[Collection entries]
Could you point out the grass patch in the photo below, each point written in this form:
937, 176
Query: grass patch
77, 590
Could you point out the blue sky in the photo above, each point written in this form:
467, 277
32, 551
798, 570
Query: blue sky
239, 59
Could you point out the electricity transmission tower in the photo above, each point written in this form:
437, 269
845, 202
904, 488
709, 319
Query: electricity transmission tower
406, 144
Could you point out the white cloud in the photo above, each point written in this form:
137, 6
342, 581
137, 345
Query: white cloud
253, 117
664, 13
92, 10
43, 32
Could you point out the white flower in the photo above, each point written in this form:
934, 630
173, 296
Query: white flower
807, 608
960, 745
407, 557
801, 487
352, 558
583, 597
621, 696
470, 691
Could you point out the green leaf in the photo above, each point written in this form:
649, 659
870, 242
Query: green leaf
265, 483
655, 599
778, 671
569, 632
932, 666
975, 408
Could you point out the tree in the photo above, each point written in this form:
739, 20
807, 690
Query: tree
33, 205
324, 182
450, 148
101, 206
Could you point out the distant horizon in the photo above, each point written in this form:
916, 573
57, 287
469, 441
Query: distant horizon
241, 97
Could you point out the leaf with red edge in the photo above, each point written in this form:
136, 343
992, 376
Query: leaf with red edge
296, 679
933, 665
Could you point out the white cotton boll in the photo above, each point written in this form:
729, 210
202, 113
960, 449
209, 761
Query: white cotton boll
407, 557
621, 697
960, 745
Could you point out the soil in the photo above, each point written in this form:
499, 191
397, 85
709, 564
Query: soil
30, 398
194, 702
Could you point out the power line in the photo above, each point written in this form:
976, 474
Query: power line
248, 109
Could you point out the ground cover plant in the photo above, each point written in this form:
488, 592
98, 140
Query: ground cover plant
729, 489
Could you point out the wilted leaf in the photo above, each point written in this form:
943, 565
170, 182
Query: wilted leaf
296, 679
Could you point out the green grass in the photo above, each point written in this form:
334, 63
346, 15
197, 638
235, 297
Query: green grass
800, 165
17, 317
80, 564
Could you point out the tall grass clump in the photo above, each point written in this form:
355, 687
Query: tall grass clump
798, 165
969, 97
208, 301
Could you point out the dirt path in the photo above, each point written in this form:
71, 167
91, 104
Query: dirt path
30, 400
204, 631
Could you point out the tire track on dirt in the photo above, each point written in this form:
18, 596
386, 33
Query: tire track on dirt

◆ Problem
Read through the entries above and copy each line that has the string "tire" in it.

◆ Completed exercise
Could you point out the tire track on dirt in the photo above, each point written in this form:
Query: tire track on dirt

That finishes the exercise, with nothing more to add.